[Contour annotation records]
-- begin --

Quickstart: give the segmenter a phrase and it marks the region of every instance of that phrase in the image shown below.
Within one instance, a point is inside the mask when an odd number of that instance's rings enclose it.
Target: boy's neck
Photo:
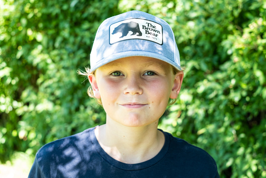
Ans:
[[[113,158],[125,163],[139,163],[154,157],[164,145],[164,136],[157,129],[157,121],[130,127],[107,120],[106,124],[95,128],[95,135],[102,148]]]

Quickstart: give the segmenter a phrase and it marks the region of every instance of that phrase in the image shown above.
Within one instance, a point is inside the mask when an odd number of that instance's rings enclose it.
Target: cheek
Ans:
[[[153,81],[151,83],[146,83],[147,92],[154,99],[160,100],[162,102],[166,101],[168,103],[172,88],[169,83],[161,81]]]
[[[100,81],[99,87],[102,101],[106,99],[110,101],[119,94],[121,86],[119,84],[109,80]]]

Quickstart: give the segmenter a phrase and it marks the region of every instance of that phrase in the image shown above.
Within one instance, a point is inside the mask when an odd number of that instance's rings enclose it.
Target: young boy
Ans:
[[[29,177],[219,177],[207,153],[157,129],[184,76],[167,23],[136,11],[108,19],[90,60],[89,95],[106,124],[44,146]]]

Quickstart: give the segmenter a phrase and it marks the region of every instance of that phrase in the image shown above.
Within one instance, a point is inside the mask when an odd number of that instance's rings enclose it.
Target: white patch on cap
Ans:
[[[127,19],[110,26],[110,44],[133,39],[151,41],[162,45],[163,27],[154,22],[139,18]]]

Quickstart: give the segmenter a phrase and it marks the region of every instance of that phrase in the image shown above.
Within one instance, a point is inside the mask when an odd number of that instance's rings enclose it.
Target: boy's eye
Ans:
[[[121,72],[119,71],[116,71],[112,73],[112,74],[115,76],[120,76],[122,75],[123,74]]]
[[[153,76],[155,74],[152,71],[148,71],[148,72],[146,72],[145,74],[144,74],[144,75],[146,76]]]

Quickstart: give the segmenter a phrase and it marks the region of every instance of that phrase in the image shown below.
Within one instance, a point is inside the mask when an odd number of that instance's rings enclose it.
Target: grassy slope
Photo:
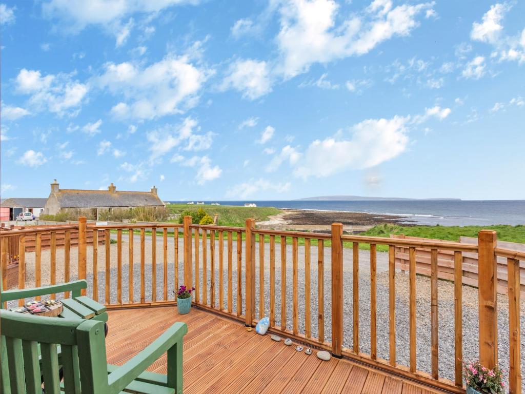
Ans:
[[[246,219],[254,219],[257,221],[266,220],[271,215],[276,215],[280,211],[273,207],[247,207],[233,205],[188,205],[187,204],[169,204],[166,205],[172,213],[181,213],[184,211],[196,211],[202,208],[211,216],[217,214],[219,224],[222,226],[244,227]]]

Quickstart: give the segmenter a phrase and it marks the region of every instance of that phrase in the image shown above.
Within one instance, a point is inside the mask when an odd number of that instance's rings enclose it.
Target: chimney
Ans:
[[[53,183],[51,184],[51,192],[58,193],[58,183],[57,183],[56,179],[54,179]]]

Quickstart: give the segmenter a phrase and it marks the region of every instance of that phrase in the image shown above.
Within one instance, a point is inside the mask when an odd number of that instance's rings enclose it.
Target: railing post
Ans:
[[[184,247],[184,286],[191,287],[193,284],[193,274],[192,272],[192,232],[190,225],[192,224],[192,217],[185,216],[183,226]],[[176,289],[176,291],[178,289]]]
[[[255,228],[255,219],[246,219],[246,325],[251,326],[255,316],[255,237],[252,231]]]
[[[78,218],[78,278],[86,279],[86,216]],[[93,272],[93,275],[97,275]],[[82,295],[86,295],[86,289],[82,289]]]
[[[332,354],[341,358],[343,347],[343,225],[332,224]]]
[[[492,369],[498,363],[497,269],[496,231],[478,234],[479,361]]]

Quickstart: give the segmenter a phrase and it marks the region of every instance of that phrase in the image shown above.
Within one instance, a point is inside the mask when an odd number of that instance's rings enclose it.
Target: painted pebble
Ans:
[[[268,317],[263,317],[259,320],[257,325],[255,326],[255,330],[257,334],[264,335],[268,331],[269,327],[270,327],[270,319]]]
[[[317,352],[317,358],[320,358],[323,361],[328,361],[332,357],[330,353],[324,350]]]

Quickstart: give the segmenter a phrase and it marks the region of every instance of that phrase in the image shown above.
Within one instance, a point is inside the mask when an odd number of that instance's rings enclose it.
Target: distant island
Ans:
[[[362,195],[322,195],[297,199],[298,201],[460,201],[461,199],[405,199],[401,197],[369,197]]]

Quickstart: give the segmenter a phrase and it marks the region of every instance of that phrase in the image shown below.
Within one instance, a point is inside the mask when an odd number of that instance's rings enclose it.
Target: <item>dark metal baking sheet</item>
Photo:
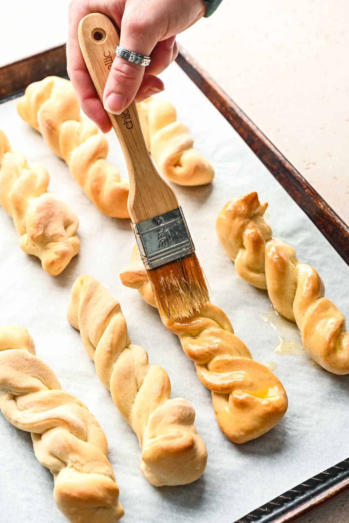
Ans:
[[[177,62],[349,265],[349,228],[244,112],[180,48]],[[49,75],[66,76],[65,46],[0,67],[0,103]],[[349,490],[349,458],[232,523],[295,521]]]

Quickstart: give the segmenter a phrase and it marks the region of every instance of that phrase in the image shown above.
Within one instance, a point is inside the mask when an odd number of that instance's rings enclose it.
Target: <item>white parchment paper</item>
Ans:
[[[108,439],[125,523],[232,523],[347,457],[349,377],[330,374],[310,360],[301,349],[296,326],[277,317],[265,292],[236,275],[216,236],[217,213],[231,197],[257,190],[261,201],[269,202],[267,217],[274,235],[293,245],[300,260],[319,270],[327,295],[347,314],[349,269],[179,68],[173,64],[163,78],[164,95],[175,105],[178,119],[190,126],[196,147],[216,170],[211,185],[175,187],[210,282],[212,301],[227,314],[255,359],[276,363],[275,373],[289,402],[285,417],[267,434],[243,445],[225,438],[216,423],[210,394],[199,383],[177,337],[164,328],[156,311],[137,291],[121,283],[119,271],[128,263],[134,244],[129,221],[108,218],[98,211],[63,161],[17,116],[15,100],[0,106],[0,127],[14,150],[48,169],[50,190],[78,216],[81,249],[62,274],[49,276],[37,258],[19,248],[12,220],[0,209],[1,323],[27,327],[38,356],[54,371],[63,388],[83,401],[99,421]],[[108,140],[109,159],[125,175],[117,139],[110,133]],[[151,363],[166,370],[172,397],[186,398],[194,405],[195,424],[208,452],[206,471],[195,483],[156,488],[140,472],[137,439],[97,377],[79,333],[66,320],[71,287],[85,273],[99,280],[119,300],[132,343],[146,349]],[[291,354],[275,354],[275,345],[285,339],[288,342],[282,351],[291,347]],[[37,461],[30,435],[1,415],[0,455],[2,521],[64,521],[53,499],[52,476]]]

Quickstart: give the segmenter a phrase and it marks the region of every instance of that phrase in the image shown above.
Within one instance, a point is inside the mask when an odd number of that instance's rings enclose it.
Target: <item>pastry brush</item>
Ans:
[[[80,48],[101,100],[119,44],[112,22],[92,13],[78,27]],[[141,257],[162,315],[176,320],[206,305],[206,278],[176,196],[156,170],[133,101],[121,115],[107,112],[120,142],[130,178],[128,208]]]

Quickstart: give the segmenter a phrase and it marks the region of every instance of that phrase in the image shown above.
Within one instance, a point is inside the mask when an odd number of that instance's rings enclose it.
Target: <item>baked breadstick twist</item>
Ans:
[[[212,165],[193,149],[192,133],[184,123],[176,121],[171,102],[151,97],[137,104],[137,109],[148,151],[162,175],[179,185],[212,181]]]
[[[150,365],[144,349],[130,345],[119,302],[92,276],[76,280],[68,321],[80,331],[97,376],[138,437],[141,470],[152,485],[185,485],[206,466],[195,412],[183,398],[170,400],[167,372]]]
[[[35,355],[23,327],[0,327],[0,409],[31,433],[34,452],[53,475],[57,506],[73,523],[111,523],[123,514],[106,458],[104,433],[87,407],[64,392]]]
[[[47,192],[49,181],[43,167],[29,168],[22,154],[11,151],[0,130],[0,205],[13,219],[21,249],[57,276],[78,253],[80,240],[77,218]]]
[[[156,306],[137,246],[120,276],[124,285],[138,289]],[[227,438],[244,443],[278,423],[287,408],[285,390],[269,369],[252,359],[221,309],[208,303],[192,317],[174,322],[163,316],[162,320],[178,336],[199,379],[211,391],[218,425]]]
[[[27,87],[17,104],[19,116],[41,133],[46,144],[63,158],[73,178],[104,214],[126,218],[128,180],[105,158],[108,142],[97,126],[82,120],[73,86],[48,76]]]
[[[219,240],[241,278],[268,291],[279,314],[295,322],[304,348],[324,369],[349,373],[349,333],[345,319],[324,298],[325,288],[316,270],[300,263],[290,245],[272,237],[256,192],[231,200],[218,215]]]

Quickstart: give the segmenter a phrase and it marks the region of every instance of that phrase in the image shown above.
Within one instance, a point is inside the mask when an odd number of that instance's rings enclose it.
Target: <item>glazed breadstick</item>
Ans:
[[[349,373],[349,333],[345,319],[324,298],[325,288],[316,270],[301,263],[290,245],[273,238],[256,192],[231,200],[218,215],[219,240],[238,274],[266,289],[279,314],[295,322],[304,348],[324,369]]]
[[[137,289],[147,303],[156,306],[137,246],[120,276],[124,285]],[[209,303],[192,317],[162,320],[178,336],[199,379],[211,391],[218,425],[227,438],[244,443],[278,423],[287,408],[285,390],[269,369],[252,359],[221,309]]]
[[[0,409],[31,433],[37,459],[53,475],[57,506],[72,523],[111,523],[123,514],[104,433],[35,355],[26,329],[0,327]]]
[[[48,192],[49,181],[46,169],[29,168],[22,154],[11,150],[0,130],[0,205],[13,219],[21,249],[37,256],[43,270],[57,276],[80,249],[78,220]]]
[[[167,372],[150,365],[144,349],[131,345],[119,302],[92,276],[75,281],[68,321],[80,331],[87,354],[116,406],[136,433],[141,470],[152,485],[185,485],[206,465],[195,412],[183,398],[170,399]]]
[[[151,96],[138,104],[137,109],[148,151],[163,176],[179,185],[212,181],[212,165],[193,149],[190,131],[176,121],[176,109],[171,102]]]
[[[27,87],[17,104],[19,116],[63,158],[73,178],[104,214],[128,217],[127,179],[105,158],[108,142],[97,126],[82,120],[73,86],[68,80],[48,76]]]

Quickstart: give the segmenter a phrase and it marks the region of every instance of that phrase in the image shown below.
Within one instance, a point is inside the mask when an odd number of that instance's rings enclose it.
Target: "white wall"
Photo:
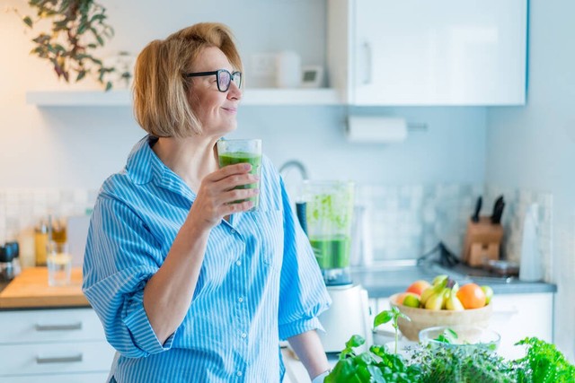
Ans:
[[[303,64],[325,63],[325,2],[247,0],[213,2],[102,1],[116,35],[102,49],[138,52],[148,41],[200,21],[228,23],[243,55],[296,49]],[[25,0],[7,0],[27,9]],[[93,88],[93,83],[58,83],[49,64],[29,56],[32,33],[13,13],[0,13],[0,187],[97,188],[124,163],[143,135],[129,108],[43,108],[26,105],[29,90]],[[255,77],[255,78],[254,78]],[[264,79],[265,80],[265,79]],[[239,135],[258,135],[279,166],[297,158],[314,178],[345,178],[392,185],[482,183],[484,178],[483,108],[371,109],[428,124],[401,144],[346,143],[344,107],[244,107]]]
[[[530,8],[527,105],[488,110],[486,179],[553,196],[555,342],[574,360],[575,3],[537,1]]]

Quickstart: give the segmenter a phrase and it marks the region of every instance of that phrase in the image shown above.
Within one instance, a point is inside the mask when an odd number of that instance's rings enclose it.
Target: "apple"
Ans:
[[[405,292],[414,292],[418,295],[421,295],[421,292],[429,287],[431,287],[431,284],[429,282],[420,279],[410,284],[410,286],[405,290]]]
[[[491,301],[491,298],[493,298],[493,289],[491,286],[486,284],[481,286],[483,292],[485,292],[485,304],[488,305],[489,302]]]

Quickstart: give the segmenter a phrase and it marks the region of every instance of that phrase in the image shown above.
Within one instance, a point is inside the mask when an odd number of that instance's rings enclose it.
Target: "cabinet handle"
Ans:
[[[371,83],[371,68],[373,66],[371,57],[371,45],[366,41],[363,43],[364,49],[366,51],[366,77],[363,81],[364,85]]]
[[[43,358],[41,356],[36,357],[36,363],[38,364],[47,364],[47,363],[73,363],[75,361],[82,361],[82,354],[78,353],[77,355],[72,356],[51,356]]]
[[[82,322],[70,323],[67,325],[38,325],[36,324],[36,331],[66,331],[66,330],[81,330]]]
[[[495,315],[504,315],[504,316],[512,317],[514,315],[518,315],[518,313],[519,313],[519,309],[515,306],[510,307],[509,309],[493,309],[493,314]]]

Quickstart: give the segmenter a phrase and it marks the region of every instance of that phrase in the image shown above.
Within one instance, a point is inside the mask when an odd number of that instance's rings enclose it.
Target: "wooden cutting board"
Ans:
[[[26,268],[0,292],[0,309],[89,306],[82,293],[80,267],[72,268],[72,281],[67,286],[49,286],[46,267]]]

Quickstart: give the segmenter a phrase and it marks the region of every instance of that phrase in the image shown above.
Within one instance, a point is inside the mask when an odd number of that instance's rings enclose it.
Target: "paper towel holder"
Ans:
[[[404,141],[408,130],[426,129],[427,124],[407,123],[402,118],[348,116],[345,135],[351,143],[391,144]]]

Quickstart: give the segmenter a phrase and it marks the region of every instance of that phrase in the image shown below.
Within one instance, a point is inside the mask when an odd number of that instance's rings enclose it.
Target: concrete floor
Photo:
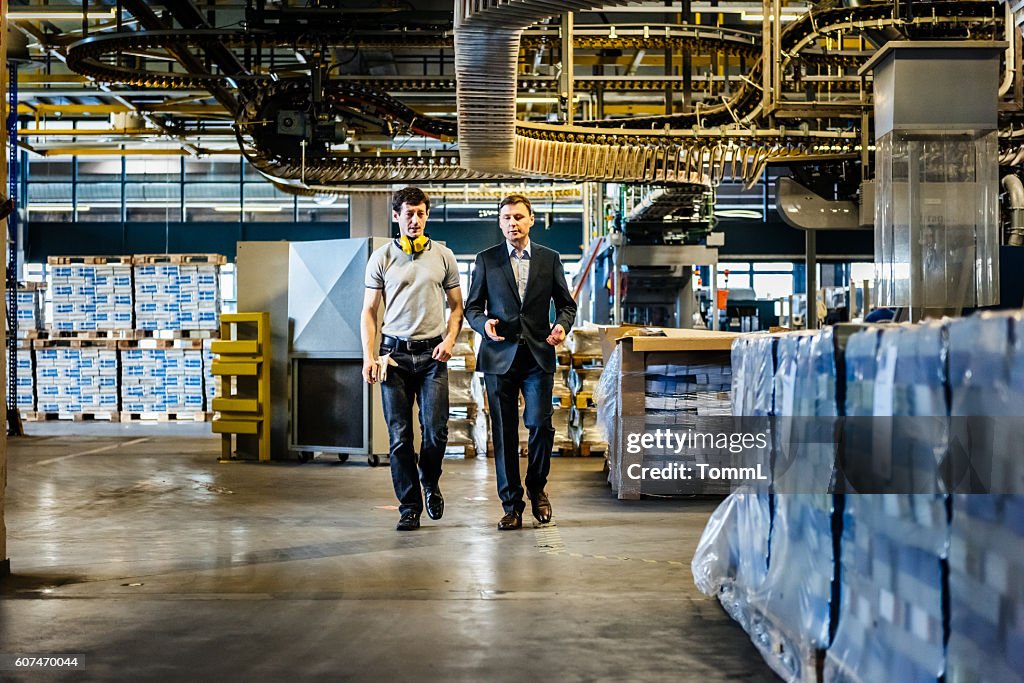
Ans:
[[[208,425],[28,428],[0,653],[84,671],[0,680],[777,680],[693,587],[715,502],[618,502],[598,459],[555,459],[555,523],[505,532],[493,461],[446,460],[444,518],[399,533],[386,467],[218,464]]]

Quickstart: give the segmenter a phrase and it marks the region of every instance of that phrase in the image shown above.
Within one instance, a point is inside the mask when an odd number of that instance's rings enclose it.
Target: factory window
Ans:
[[[793,273],[754,275],[754,292],[759,299],[778,299],[793,294]]]

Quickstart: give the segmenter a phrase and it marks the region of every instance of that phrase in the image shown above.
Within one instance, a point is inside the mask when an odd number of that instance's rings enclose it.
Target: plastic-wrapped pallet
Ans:
[[[774,390],[776,415],[796,419],[779,421],[773,480],[776,490],[798,493],[774,497],[771,560],[751,595],[749,632],[779,676],[811,681],[828,645],[834,578],[833,497],[824,492],[835,442],[820,434],[838,413],[830,329],[778,340]]]
[[[949,324],[952,432],[947,490],[1024,490],[1024,360],[1014,355],[1013,328],[1024,317],[985,313]],[[1017,338],[1017,343],[1024,341]],[[1014,373],[1019,373],[1015,377]],[[962,449],[966,445],[966,449]],[[962,454],[967,451],[970,458]]]
[[[1016,495],[953,496],[946,680],[1017,682],[1024,672],[1024,316],[957,321],[949,341],[951,413],[994,418],[968,421],[971,442],[991,454],[973,463],[974,483]]]
[[[895,351],[891,342],[895,344]],[[894,352],[895,362],[890,365],[889,355]],[[876,396],[885,395],[884,383],[892,377],[892,486],[895,490],[944,493],[937,464],[945,462],[949,447],[949,405],[945,390],[947,352],[946,330],[942,323],[924,323],[882,335]],[[876,407],[876,414],[885,413]]]
[[[37,411],[71,417],[118,413],[118,350],[115,342],[37,340]]]
[[[941,324],[868,330],[847,343],[846,412],[856,427],[847,431],[845,454],[855,473],[851,484],[895,493],[845,498],[842,599],[825,658],[826,681],[934,682],[945,669],[947,497],[900,488],[936,481],[940,461],[920,457],[914,449],[926,436],[916,424],[923,418],[932,439],[924,450],[945,450],[944,430],[929,420],[946,413],[945,356]],[[872,420],[856,419],[869,416],[878,419],[878,429]],[[859,467],[859,459],[869,466]]]
[[[1024,672],[1024,496],[953,496],[949,616],[946,681],[1019,683]]]
[[[473,396],[473,373],[465,370],[449,370],[449,401],[453,404],[475,404]]]
[[[129,418],[188,414],[195,420],[206,400],[203,379],[199,348],[123,348],[122,410]]]
[[[17,410],[32,413],[36,410],[35,362],[32,358],[32,342],[17,342]]]
[[[775,340],[741,337],[732,346],[732,404],[735,416],[766,417],[772,410]],[[770,453],[759,454],[763,460]],[[751,597],[767,577],[771,498],[734,490],[705,528],[691,569],[697,588],[717,596],[726,611],[751,633]]]
[[[217,330],[217,272],[214,263],[136,263],[136,326],[140,330]]]
[[[569,410],[569,434],[575,453],[580,456],[604,455],[608,452],[608,437],[596,409],[572,407]]]
[[[601,333],[596,325],[572,328],[565,339],[565,347],[573,356],[601,357]]]
[[[691,362],[688,365],[648,365],[644,374],[644,404],[647,429],[672,428],[679,431],[707,431],[708,421],[701,418],[723,418],[732,414],[730,389],[732,370],[726,362]],[[676,449],[647,449],[645,467],[666,467],[674,462],[686,467],[699,465],[729,467],[733,458],[727,447],[703,447],[702,444]],[[728,494],[729,479],[694,477],[686,480],[652,480],[644,482],[644,493],[654,495]]]
[[[608,463],[608,483],[611,488],[618,490],[620,469],[618,464],[610,462],[618,457],[617,450],[611,447],[618,439],[620,418],[622,416],[622,396],[618,391],[618,375],[623,371],[623,348],[616,345],[608,356],[608,361],[604,364],[604,369],[594,387],[594,403],[597,405],[597,422],[604,427],[604,437],[609,447],[606,452]]]
[[[554,449],[554,455],[559,455],[560,451],[570,452],[573,450],[574,445],[572,442],[572,432],[569,427],[569,409],[567,408],[555,408],[551,411],[551,426],[555,430],[554,442],[552,447]],[[529,440],[529,430],[526,427],[525,422],[522,420],[522,416],[519,417],[519,444],[520,447],[525,447],[527,441]]]
[[[845,498],[836,638],[824,680],[935,683],[945,667],[946,497]]]
[[[49,289],[56,332],[132,329],[132,273],[127,263],[59,263],[51,259]]]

-- end --

YOUR GOAL =>
Show in full each row above that contains the word "item", treating uppercase and lowercase as different.

THE ANSWER =>
Target: <item>dark metal baking sheet</item>
Target: <item>white parchment paper</item>
Target: <item>pastry brush</item>
Target: <item>baked breadstick twist</item>
Target: <item>glazed breadstick</item>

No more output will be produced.